United Retail Workers Union Local 881, Chartered by United Food and Commercial Workers International Union, Afl-Cio v. National Labor Relations Board, May Department Stores Company, Venture Stores Division, Intervenor-Respondent

797 F.2d 421

122 L.R.R.M. (BNA) 3251, 104 Lab.Cas. P 11,916

UNITED RETAIL WORKERS UNION LOCAL 881, chartered by United
Food and Commercial Workers International Union,
AFL-CIO, Petitioner,
v.
NATIONAL LABOR RELATIONS BOARD, Respondent,
May Department Stores Company, Venture Stores Division,
Intervenor-Respondent.

No. 84-2000.

United States Court of Appeals,
Seventh Circuit.

July 25, 1986.

Marsha S. Berzon, Altshuler & Berzon, San Francisco, Cal., for petitioner.

John Ferguson, Dep. Assoc. N.L.R.B., Washington, D.C., for respondent.

Francis X. Grossi, Jr., Chicago, Ill., for intervenor-respondent.

Before BAUER and ESCHBACH, Circuit Judges, and PELL, Senior Circuit Judge.

BAUER, Circuit Judge.

1

This case comes to us on remand from the Supreme Court of the United States. We had held in United Retail Workers Union, Local 881 v. NLRB, 774 F.2d 752 (7th Cir.1985), that the National Labor Relations Board did not exceed its statutory authority when it required a union to allow nonunion members of the bargaining unit represented by that union to vote when the union was considering merger or affiliation with another union. The Supreme Court vacated our decision, United Retail Workers Union, Local 881 v. NLRB, --- U.S. ----, 106 S. Ct. 1787, 90 L. Ed. 2d 333 (1986), and remanded the case here for further consideration in light of the recent Supreme Court case of NLRB v. Financial Institution Employees of America, Local 1182, 475 U.S. ----, 106 S. Ct. 1007, 89 L. Ed. 2d 151 (1986).

GOAL 1:
Which lines of the rows contain the word "brown"? Identify each one and copy it out.
The court opinion and the rows have no connection to each other.

Part of a data file:
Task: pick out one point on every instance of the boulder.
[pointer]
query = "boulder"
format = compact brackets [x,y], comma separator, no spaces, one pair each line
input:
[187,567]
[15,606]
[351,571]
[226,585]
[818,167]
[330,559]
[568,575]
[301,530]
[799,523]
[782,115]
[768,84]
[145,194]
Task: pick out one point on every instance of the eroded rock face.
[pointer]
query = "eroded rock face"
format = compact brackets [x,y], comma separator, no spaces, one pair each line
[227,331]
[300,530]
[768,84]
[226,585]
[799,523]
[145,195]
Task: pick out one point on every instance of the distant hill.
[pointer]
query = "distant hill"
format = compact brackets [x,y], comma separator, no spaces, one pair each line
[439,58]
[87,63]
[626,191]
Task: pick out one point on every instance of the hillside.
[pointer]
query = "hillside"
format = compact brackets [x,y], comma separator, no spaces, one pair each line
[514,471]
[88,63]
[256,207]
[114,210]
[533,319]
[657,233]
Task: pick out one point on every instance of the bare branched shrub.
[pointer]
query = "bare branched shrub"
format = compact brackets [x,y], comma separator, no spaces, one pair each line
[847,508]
--
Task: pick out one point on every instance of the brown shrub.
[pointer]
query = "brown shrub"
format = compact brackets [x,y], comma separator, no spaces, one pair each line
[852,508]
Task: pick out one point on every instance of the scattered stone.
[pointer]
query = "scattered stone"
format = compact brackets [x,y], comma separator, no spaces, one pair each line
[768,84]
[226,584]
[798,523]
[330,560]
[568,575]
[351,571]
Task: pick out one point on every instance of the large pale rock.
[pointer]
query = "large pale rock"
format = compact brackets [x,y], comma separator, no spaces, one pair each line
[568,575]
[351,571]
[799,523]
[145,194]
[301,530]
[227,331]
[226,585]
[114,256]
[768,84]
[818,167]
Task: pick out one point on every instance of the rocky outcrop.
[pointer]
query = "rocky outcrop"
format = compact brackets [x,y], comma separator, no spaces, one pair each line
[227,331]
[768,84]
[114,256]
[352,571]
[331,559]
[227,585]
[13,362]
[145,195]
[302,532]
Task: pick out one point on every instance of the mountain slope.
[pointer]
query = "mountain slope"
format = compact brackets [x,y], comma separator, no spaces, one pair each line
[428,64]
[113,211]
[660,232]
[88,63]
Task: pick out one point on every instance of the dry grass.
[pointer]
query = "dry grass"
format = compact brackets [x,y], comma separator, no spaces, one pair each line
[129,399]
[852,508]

GOAL 2:
Can you rewrite the court opinion from "Francis X. Grossi, Jr., Chicago, Ill., for" to "BAUER, Circuit Judge.", putting "Milwaukee" in place of "Chicago"?

REPLY 1:
Task: pick out one point on every instance of the brown shrub.
query = "brown shrub"

REPLY 2:
Francis X. Grossi, Jr., Milwaukee, Ill., for intervenor-respondent.

Before BAUER and ESCHBACH, Circuit Judges, and PELL, Senior Circuit Judge.

BAUER, Circuit Judge.